How to Create an Award-Winning Magazine Without Ever Spending a Dime

I’m going to tell you something no one else wants to admit: it’s really easy to run a successful literary magazine. It’s probably one of the least difficult things in the world. I’m not saying it’s easy to start a magazine and keep it alive for a couple months—I’m saying it’s easy to start a magazine and make it become one of the most popular magazines in the history of magazines. You want some awards? No sweat. Naked, beautiful groupies throwing themselves at your feet? You better have a big floor, pal.

This article is going to teach you everything you need to know to start your own award-winning magazine. You probably gathered that from the title. The paragraph above was the introduction. It started with an opening sentence meant to spark anger and confusion that would motivate you to continue reading long enough to have plenty of material to complain about on social media. The paragraph you’re reading now is meant to reference the title and first paragraph in a humorous breaking-the-fourth-wall attempt, and the third paragraph of this article will not even be a paragraph, but a subtitle of the first thing you need to know about your new awesome magazine. That’s how smart I am.

1. Pick Your Magazine

Imagine the set-up screen in Mortal Kombat displaying a dozen or so characters to choose. You can only pick one fighter to take you to the top and win the championship. In the end, they’re all really built from the same template and don’t offer that much variation, so it doesn’t matter. Horror magazine? Science fiction? Steampunk furry erotica? Whatever. The genre (or lack of genre) you land on won’t play too much into how many awards you eventually win. The truth is, you will win many awards. So many awards the leader of your country will gift you a key to every house in the land, which you’ll be able to use to store the aforementioned awards. This is not hyperbole. This is fact.

I’m the guy writing an Internet article here, so maybe I know a thing or two about being very successful.

2. Find an Internet Home

You will need a computer if you want to win awards. Maybe you’re too poor to own a computer. That’s okay. It’s typically unheard of in this business for a publisher to have money, anyway. That’s why libraries haven’t gone extinct, right? Go to literally any library on the planet and you’ll come across two types of people: A) someone browsing porn on a public computer to avoid suspicion from a spouse, or B) someone operating a successful literary magazine. Sometimes A and B combine, which is expected and perfectly natural. Okay. Now you have a computer. Another check off the motherflippin’ list.

Now that you’re online, you should create a website. Don’t bother wasting money on a personal URL. That’s all a scam. Just register a free blog with WordPress or Blogspot or Tumblr. Some critics claim having “.wordpress.com” at the end of your site’s URL makes your company look unprofessional. Well, I don’t see them starting their own award-winning magazine, so I guess they don’t really have room to talk, now do they?

3. Guide the Lines

The website should have clear guidelines of what is and isn’t accepted for submissions. I recommend being as vague as possible about what specifically you’re after. This way you limit the chances of scaring someone away. Let’s say you’re doing a horror magazine. If you mention you’re not a fan of “gore for the sake of gore”, you’re risking the possibility of turning away hundreds of authors who associate under extreme horror. Plus, let’s be honest, “gore for the sake of gore” is a pretty stupid thing to say. Try not to say such stupid things, dummy.

◆ ◆ ◆

**Set task 1:** Copy the magazine article above word for word, from "This article is" to "smart I am.".
**Set task 2:** Which free blog services does the magazine article above suggest for a new magazine's website?

**Record extracts:**
◆ ◆ ◆

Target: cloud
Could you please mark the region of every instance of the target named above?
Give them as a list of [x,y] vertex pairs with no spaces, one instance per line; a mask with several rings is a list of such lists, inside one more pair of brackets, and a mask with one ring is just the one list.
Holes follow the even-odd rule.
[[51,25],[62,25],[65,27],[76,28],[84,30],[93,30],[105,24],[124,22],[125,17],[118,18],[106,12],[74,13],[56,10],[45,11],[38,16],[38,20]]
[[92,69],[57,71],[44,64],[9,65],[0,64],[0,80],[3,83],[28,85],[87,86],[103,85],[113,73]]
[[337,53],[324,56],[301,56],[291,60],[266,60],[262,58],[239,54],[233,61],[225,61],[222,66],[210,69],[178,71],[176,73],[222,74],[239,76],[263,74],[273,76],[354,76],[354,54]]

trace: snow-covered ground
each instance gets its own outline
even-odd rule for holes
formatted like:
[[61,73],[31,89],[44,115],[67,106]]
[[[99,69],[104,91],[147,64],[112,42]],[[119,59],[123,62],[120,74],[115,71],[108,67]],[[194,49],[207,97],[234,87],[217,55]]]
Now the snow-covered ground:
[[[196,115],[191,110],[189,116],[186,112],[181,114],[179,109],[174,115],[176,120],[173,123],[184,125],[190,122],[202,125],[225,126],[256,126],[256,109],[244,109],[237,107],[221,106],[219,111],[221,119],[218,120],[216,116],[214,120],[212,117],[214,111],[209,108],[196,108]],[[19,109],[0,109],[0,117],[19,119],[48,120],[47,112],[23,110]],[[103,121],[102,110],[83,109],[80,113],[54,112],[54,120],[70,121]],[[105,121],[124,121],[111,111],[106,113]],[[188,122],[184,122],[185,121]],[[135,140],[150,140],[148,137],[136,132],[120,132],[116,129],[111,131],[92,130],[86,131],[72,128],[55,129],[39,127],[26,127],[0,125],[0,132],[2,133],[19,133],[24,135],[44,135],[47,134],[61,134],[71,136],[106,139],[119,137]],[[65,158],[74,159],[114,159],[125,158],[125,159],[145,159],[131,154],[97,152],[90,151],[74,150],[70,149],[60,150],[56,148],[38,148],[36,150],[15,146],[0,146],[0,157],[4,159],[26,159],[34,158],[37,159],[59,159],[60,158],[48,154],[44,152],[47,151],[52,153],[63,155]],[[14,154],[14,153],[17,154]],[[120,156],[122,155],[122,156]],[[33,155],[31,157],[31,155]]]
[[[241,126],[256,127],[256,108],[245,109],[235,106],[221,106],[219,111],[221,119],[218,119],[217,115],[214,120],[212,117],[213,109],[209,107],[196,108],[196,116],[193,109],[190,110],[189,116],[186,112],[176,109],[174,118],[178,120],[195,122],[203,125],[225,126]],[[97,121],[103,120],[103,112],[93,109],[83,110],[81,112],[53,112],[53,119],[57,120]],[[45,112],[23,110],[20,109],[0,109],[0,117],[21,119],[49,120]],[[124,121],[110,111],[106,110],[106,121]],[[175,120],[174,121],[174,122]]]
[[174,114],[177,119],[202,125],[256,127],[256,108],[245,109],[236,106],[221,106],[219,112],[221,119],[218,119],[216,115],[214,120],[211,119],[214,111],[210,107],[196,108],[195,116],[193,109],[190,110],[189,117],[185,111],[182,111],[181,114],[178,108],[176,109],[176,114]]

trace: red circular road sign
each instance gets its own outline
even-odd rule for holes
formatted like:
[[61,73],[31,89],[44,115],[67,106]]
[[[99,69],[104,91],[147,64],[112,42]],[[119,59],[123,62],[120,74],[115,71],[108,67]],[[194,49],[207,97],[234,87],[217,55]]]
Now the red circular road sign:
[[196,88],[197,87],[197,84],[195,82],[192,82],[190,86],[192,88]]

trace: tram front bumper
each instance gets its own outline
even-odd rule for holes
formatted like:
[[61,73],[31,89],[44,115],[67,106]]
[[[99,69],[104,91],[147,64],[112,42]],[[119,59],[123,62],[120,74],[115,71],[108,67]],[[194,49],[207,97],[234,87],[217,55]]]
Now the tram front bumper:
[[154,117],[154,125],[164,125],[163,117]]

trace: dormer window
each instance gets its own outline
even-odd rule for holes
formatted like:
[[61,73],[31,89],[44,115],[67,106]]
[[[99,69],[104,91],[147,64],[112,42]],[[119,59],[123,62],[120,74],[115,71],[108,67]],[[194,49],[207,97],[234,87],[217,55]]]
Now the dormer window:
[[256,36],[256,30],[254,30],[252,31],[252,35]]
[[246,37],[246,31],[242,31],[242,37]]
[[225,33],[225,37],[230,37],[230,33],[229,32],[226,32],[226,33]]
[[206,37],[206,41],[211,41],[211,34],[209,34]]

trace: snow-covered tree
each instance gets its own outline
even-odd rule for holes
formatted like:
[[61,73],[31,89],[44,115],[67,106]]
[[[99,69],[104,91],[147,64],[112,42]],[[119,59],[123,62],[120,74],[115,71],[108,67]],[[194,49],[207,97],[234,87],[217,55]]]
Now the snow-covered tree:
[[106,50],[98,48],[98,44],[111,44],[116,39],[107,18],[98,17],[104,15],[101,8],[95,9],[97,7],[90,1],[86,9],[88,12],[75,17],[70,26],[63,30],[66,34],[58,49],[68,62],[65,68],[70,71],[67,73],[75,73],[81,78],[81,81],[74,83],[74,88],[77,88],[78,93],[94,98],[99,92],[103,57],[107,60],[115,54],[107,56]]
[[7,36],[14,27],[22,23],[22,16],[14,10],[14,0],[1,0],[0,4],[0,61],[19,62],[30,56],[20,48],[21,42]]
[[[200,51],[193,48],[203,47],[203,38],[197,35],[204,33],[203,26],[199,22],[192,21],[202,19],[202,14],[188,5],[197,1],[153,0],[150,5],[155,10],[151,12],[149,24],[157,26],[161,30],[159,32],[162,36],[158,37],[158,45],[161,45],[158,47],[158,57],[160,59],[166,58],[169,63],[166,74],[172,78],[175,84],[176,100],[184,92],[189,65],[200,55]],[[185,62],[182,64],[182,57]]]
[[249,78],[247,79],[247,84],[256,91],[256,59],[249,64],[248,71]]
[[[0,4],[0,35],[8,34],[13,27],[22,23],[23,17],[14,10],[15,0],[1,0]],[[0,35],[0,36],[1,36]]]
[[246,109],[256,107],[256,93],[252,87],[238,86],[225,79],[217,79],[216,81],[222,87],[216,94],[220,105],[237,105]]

◆ ◆ ◆

**Exercise solution 1:**
This article is going to teach you everything you need to know to start your own award-winning magazine. You probably gathered that from the title. The paragraph above was the introduction. It started with an opening sentence meant to spark anger and confusion that would motivate you to continue reading long enough to have plenty of material to complain about on social media. The paragraph you’re reading now is meant to reference the title and first paragraph in a humorous breaking-the-fourth-wall attempt, and the third paragraph of this article will not even be a paragraph, but a subtitle of the first thing you need to know about your new awesome magazine. That’s how smart I am.

**Exercise solution 2:** WordPress, Blogspot, or Tumblr.